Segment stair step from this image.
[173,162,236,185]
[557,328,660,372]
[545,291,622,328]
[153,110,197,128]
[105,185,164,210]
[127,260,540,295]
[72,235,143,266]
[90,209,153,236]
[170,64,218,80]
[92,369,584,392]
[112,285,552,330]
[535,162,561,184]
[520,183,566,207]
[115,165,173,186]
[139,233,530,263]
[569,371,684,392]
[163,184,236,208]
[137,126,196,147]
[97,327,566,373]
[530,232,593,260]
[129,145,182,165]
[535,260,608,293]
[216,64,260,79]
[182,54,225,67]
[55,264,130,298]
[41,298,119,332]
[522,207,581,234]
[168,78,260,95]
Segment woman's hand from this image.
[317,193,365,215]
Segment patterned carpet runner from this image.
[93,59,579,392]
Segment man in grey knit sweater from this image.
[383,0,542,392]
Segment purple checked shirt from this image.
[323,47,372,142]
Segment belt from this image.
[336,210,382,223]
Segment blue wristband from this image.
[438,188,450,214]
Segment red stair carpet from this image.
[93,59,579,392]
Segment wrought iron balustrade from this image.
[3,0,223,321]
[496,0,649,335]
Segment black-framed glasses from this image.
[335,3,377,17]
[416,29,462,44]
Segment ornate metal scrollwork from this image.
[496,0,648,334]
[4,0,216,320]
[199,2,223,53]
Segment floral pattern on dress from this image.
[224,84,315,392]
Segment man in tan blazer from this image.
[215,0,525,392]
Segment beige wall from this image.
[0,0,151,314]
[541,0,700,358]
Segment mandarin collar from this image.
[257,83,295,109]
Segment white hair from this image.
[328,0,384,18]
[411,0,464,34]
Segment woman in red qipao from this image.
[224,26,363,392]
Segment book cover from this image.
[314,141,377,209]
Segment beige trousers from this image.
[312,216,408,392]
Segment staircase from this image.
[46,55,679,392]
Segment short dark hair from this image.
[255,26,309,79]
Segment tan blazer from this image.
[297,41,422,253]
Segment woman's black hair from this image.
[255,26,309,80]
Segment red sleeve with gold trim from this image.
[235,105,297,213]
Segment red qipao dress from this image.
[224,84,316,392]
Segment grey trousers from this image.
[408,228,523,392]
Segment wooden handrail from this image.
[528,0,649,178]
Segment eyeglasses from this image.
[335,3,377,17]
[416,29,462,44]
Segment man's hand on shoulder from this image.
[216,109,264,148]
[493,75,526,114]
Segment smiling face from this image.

= = = = = = =

### Task statement
Copy out the records verbatim, beginning with the line containing "Segment woman's hand from this image." and continuing through the line containing "[224,84,315,392]".

### Correct response
Segment woman's hand from this image.
[317,193,365,215]
Segment patterned carpet runner from this image.
[93,59,579,392]
Segment man in grey knit sweater from this image.
[383,0,542,392]
Segment purple checked shirt from this image.
[323,47,372,142]
Segment belt from this image.
[336,210,382,223]
Segment blue wristband from this image.
[438,188,450,214]
Segment red stair carpet from this image.
[93,59,579,392]
Segment wrought iron balustrade from this image.
[3,0,223,321]
[496,0,649,335]
Segment black-framed glasses from this image.
[335,3,377,17]
[416,29,462,44]
Segment ornate metal scrollwork from this image.
[496,0,648,334]
[4,0,216,320]
[199,2,223,53]
Segment floral pattern on dress from this image.
[224,84,315,392]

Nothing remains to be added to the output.